## [SUPPLIED PASSAGE]
++++

# Schengen Travel & Spanish Residency



## jacquigem (May 4, 2020)

So we have Spanish residencia but are of course still British citizens with British passport . How does it work if we wish to visit other Schengen countries like Portugal ?

Eg , say we do 6 months in Spain then want to go to Portugal for a month will that be technically allowed , I know that in practice without a border control no one will probably know unless we have a problem ? 

Would be interested to know or receive any views .

Many Thanks


----------



## jagmanx (May 4, 2020)

As you entitled to live in Spain with zero restriction or time limit
In theory you should get 3 months in Schengen but outside of Spain..BUT who know.
One of the many glitches that will get sorted eventually !


----------



## jacquigem (May 4, 2020)

Thanks jagmanx thats what I assumed and hoped for . Being devils advocate I was wondering if Portugal could say "Ah you are a citizen from a non schengen country and you have been in the schengen area for more than 90 days so you cant come in" ! I know probably more theoretical than practical but interested just the same . Maybe there are some members on here who are schengen country residents but come from a non schengen  non EU country  ?


----------



## jagmanx (May 4, 2020)

It could also be argued that with Spanish residencia you are already in Schengen and therefore unlimited !
Depends on whether passport overules residence or vice-versa..

More money for lawyers ?????


----------



## runnach (May 4, 2020)

I would think that your nationality will take precedence over residency. If anything bad were to happen to you the British embassy/consulate would be first point of contact


----------



## jacquigem (May 4, 2020)

Yes , I have thought that too so as far as the Portugese are concerned I am British so must abide by Schengen rules and not come until I have returned to the UK for 3 months ?


----------



## jagmanx (May 4, 2020)

The same would apply to France !
Thus you cannot drive your camper back to UK via France ! ( having been in Spain for  x months)

PS I guess for now and early 2021 you will be OK as I think the 1st 3 month will only begin on Jan1st 2021 (or the day before)
So the powers that be have several months to sort it
Do NOT hold your breath !


----------



## yorkieowl (May 4, 2020)

I think after Covid they will possibly change the rules as they will lose a lot of tourism as it is with the restrictions on flights (social distancing), and people not wanting to fly, which the economy relies on.


----------



## kenspain (May 4, 2020)

I got residents in Spain and Portugal but it took me some time to get it I live in Portugal 5 months of the year the rest in Spain.


----------



## REC (May 4, 2020)

Following with interest as we are in same position in Portugal! Keep checking but nobody seems to know/ care about this situation. Only those permanently in an EU Schengen country.


----------



## colinm (May 4, 2020)

Don't know the answer, but the rules on this will already exist, ask the nearest Russian nabour, they should know.


----------



## korky (May 4, 2020)

yorkieowl said:


> I think after Covid they will possibly change the rules as they will lose a lot of tourism as it is with the restrictions on flights (social distancing), and people not wanting to fly, which the economy relies on.


Can't see the rules changing at all. The 90 day rule does not affect your average tourist.The few Brits who long term in Europe in vans are inconsequential in the scheme of things and not on their radar.

++++

## [TASK PROMPT]
List every distinct username that appears as the author of a post in the forum thread on Schengen travel and Spanish residency, in the order each first posts.

(Items from a data source)
++++

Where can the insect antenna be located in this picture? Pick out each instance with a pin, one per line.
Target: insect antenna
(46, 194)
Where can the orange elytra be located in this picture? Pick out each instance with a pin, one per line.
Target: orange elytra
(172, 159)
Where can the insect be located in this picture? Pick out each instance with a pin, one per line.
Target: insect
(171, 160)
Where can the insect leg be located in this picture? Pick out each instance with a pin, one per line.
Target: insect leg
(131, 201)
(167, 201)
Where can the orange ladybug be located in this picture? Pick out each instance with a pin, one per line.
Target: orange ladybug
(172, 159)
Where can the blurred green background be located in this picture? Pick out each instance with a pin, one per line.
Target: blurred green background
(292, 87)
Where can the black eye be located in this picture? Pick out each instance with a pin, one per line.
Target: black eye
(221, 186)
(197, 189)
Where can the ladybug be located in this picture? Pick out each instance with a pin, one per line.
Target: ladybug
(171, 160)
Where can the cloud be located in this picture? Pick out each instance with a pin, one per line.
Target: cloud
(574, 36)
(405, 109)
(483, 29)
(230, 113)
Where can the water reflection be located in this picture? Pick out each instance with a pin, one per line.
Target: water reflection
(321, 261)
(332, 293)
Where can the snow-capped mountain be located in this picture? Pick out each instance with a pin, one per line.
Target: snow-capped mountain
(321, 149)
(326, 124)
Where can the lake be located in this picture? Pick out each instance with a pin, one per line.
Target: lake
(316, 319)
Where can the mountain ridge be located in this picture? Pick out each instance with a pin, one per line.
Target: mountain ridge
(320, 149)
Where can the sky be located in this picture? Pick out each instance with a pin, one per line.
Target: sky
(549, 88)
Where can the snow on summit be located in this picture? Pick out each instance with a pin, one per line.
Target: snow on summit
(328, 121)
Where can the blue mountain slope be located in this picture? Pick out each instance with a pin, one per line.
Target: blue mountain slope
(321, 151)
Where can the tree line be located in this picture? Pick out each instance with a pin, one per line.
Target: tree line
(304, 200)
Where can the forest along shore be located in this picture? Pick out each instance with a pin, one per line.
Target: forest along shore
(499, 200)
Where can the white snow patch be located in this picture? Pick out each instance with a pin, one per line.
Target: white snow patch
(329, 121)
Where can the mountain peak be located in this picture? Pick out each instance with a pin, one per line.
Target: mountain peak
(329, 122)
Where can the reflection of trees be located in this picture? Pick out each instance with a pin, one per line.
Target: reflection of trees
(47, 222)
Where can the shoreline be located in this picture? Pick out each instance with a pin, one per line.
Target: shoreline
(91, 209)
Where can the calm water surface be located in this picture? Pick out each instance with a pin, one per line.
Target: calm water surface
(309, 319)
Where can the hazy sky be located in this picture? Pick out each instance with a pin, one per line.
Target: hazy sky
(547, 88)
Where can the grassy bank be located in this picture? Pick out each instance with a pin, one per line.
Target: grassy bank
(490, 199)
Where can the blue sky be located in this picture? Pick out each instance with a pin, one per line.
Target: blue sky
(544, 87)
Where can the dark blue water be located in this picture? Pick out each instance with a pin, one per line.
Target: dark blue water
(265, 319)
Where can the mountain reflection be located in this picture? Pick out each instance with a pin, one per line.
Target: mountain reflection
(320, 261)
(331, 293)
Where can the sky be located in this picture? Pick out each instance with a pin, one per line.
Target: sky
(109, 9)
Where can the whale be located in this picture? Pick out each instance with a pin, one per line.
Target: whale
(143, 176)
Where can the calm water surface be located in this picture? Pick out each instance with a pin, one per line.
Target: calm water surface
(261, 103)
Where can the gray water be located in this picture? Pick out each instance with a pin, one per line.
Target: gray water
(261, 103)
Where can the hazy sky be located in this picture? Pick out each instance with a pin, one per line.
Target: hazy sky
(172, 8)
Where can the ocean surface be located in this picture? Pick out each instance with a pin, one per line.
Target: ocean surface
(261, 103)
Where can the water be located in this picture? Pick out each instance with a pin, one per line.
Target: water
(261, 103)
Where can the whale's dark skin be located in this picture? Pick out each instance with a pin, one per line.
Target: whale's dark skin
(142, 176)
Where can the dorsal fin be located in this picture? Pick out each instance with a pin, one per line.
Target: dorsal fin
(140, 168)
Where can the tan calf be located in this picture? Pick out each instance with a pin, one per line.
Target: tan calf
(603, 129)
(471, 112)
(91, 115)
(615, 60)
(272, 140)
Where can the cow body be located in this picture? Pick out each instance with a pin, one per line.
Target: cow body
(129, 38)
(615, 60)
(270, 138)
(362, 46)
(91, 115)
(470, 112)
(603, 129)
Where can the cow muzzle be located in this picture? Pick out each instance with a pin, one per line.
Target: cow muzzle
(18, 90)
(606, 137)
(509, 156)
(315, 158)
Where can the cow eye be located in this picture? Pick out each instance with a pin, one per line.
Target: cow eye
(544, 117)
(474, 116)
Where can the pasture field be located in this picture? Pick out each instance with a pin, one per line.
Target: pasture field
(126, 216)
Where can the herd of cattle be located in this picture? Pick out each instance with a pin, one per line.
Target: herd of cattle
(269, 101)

++++

## [ANSWER BOX]
jacquigem, jagmanx, runnach, yorkieowl, kenspain, REC, colinm, korky